• Exercise:
Can you rewrite the lines starting at the first line and ending at the line containing "x=408 y=323", replacing "pixel coordinates" with "image coordinates" and leaving everything else unchanged?

Dataset excerpts on object pointing:
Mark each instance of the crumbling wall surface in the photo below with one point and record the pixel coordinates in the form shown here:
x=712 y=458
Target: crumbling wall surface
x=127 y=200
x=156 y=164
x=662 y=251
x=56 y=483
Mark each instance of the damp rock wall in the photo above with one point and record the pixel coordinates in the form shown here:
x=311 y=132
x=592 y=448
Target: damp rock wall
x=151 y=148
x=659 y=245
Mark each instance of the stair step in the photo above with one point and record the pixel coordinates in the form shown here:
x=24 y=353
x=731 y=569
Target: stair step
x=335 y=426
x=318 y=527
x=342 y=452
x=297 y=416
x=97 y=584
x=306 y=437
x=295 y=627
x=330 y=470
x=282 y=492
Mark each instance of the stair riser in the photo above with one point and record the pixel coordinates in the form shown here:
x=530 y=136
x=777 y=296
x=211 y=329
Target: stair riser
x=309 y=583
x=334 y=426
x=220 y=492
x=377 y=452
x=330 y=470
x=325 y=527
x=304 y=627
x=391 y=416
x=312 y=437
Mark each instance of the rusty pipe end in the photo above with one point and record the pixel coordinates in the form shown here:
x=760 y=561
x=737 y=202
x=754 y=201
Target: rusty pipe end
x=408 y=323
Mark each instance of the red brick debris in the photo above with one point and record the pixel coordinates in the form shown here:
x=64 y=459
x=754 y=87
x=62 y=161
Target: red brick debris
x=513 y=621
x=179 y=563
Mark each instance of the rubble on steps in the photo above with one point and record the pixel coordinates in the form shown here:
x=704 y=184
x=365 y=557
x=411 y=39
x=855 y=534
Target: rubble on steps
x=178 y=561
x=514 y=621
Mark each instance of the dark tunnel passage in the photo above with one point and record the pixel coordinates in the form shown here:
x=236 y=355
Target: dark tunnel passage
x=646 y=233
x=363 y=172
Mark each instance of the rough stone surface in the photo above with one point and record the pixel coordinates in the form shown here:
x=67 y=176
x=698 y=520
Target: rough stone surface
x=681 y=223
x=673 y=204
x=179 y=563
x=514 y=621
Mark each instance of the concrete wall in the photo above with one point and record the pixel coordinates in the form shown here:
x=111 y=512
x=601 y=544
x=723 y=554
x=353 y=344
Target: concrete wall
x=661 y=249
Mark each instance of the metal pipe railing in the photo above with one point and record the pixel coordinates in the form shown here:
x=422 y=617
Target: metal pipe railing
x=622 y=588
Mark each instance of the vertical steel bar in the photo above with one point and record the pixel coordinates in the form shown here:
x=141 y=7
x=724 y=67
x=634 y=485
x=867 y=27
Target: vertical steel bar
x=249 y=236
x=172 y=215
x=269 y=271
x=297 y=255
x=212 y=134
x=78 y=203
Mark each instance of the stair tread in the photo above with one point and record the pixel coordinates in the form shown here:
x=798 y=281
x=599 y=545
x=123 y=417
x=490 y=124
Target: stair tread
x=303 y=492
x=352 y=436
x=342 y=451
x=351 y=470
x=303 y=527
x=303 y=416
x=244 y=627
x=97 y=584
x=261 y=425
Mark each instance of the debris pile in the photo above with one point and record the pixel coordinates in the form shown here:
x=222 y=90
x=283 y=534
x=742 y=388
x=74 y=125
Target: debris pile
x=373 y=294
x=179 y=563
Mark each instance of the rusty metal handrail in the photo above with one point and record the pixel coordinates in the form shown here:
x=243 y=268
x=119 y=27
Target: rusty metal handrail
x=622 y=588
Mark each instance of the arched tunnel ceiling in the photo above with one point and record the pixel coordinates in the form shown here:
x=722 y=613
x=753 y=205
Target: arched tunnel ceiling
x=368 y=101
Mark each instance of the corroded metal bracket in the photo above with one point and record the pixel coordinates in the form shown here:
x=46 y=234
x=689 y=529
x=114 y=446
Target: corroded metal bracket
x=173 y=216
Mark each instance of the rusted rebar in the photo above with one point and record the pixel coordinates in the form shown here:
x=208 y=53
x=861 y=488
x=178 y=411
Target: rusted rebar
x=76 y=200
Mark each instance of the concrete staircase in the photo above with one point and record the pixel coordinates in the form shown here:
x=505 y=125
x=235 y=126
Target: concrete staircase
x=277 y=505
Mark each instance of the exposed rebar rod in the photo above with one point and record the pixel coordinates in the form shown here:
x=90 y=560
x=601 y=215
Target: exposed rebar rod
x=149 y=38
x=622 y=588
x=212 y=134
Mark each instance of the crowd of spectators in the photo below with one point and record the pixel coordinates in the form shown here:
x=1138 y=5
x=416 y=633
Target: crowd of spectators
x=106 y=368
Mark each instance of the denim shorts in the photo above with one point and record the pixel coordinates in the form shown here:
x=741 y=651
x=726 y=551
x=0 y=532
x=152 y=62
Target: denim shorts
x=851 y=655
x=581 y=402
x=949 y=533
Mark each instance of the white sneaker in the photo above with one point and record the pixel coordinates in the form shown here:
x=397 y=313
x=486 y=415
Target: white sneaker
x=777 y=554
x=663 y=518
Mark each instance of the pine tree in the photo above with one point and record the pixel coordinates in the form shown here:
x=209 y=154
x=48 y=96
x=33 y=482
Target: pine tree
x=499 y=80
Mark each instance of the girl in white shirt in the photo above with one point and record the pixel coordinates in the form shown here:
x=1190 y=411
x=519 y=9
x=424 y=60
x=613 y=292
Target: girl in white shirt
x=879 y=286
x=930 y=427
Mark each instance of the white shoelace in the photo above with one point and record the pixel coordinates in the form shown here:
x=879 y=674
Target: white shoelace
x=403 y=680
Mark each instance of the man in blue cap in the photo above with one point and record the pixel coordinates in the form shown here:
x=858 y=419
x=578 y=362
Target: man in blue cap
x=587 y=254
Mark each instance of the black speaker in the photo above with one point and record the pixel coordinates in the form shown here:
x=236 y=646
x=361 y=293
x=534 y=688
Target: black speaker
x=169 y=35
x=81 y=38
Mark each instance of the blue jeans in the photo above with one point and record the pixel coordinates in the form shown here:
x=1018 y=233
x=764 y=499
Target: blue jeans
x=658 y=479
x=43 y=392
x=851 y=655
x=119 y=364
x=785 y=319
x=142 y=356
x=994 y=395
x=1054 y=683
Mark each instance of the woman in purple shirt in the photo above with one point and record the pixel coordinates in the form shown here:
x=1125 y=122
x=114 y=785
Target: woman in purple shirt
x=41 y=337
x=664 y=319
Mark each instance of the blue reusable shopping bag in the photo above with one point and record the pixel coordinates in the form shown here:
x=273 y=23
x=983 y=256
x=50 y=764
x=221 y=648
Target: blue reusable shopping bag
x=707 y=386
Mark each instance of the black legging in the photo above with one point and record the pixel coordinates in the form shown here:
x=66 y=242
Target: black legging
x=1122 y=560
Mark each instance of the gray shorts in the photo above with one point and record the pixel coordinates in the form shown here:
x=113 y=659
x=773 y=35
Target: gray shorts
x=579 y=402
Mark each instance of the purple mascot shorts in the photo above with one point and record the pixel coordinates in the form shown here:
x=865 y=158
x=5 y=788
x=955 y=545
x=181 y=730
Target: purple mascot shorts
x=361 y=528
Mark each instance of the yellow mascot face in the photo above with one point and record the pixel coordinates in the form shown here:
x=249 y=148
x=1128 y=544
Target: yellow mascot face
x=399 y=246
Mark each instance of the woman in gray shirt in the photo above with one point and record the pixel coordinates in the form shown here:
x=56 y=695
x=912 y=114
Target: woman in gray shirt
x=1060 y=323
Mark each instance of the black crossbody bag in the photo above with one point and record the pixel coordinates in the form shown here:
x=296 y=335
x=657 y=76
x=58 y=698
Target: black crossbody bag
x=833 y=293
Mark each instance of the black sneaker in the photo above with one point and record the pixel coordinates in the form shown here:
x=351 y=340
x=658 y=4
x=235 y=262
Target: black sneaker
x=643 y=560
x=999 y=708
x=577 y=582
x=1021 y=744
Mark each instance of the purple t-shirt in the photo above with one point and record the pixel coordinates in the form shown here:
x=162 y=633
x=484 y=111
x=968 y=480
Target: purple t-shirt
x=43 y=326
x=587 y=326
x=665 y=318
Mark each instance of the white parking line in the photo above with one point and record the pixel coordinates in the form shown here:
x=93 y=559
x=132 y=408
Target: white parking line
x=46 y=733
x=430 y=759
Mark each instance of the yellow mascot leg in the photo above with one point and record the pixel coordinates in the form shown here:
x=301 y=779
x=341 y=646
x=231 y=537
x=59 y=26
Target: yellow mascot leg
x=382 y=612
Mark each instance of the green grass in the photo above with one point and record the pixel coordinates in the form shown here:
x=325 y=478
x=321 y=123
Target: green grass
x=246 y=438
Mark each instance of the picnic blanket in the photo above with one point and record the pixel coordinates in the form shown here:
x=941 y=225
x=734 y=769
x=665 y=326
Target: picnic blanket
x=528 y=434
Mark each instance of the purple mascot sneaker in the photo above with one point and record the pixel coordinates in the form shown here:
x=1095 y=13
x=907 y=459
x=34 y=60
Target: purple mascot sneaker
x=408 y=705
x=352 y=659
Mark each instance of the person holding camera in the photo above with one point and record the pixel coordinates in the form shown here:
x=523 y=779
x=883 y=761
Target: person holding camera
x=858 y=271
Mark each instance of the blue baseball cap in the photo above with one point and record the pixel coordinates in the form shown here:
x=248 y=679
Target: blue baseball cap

• Output below:
Mark each instance of the crumbling wall surface in the photo below with one point and record the image coordinates in the form shown here:
x=712 y=458
Target: crumbling wall surface
x=127 y=200
x=156 y=164
x=662 y=251
x=56 y=483
Mark each instance of the damp rock wall in the photo above with one point and record the image coordinates in the form shown here:
x=311 y=132
x=592 y=448
Target: damp rock wall
x=151 y=148
x=659 y=245
Mark each instance of the stair step in the photo above with one point and record the image coordinates in the form shown here:
x=24 y=353
x=731 y=569
Target: stair step
x=335 y=426
x=318 y=527
x=342 y=452
x=297 y=416
x=97 y=584
x=306 y=437
x=295 y=627
x=330 y=470
x=282 y=492
Mark each instance of the stair riser in the photo above with one point and record the image coordinates in the form shown here:
x=530 y=136
x=777 y=296
x=211 y=329
Target: stair riser
x=309 y=583
x=334 y=426
x=220 y=492
x=377 y=452
x=330 y=470
x=325 y=527
x=304 y=627
x=391 y=416
x=312 y=437
Mark each instance of the rusty pipe end in the photo above with one point and record the image coordinates in the form shown here:
x=760 y=561
x=737 y=202
x=754 y=201
Target: rusty pipe end
x=408 y=323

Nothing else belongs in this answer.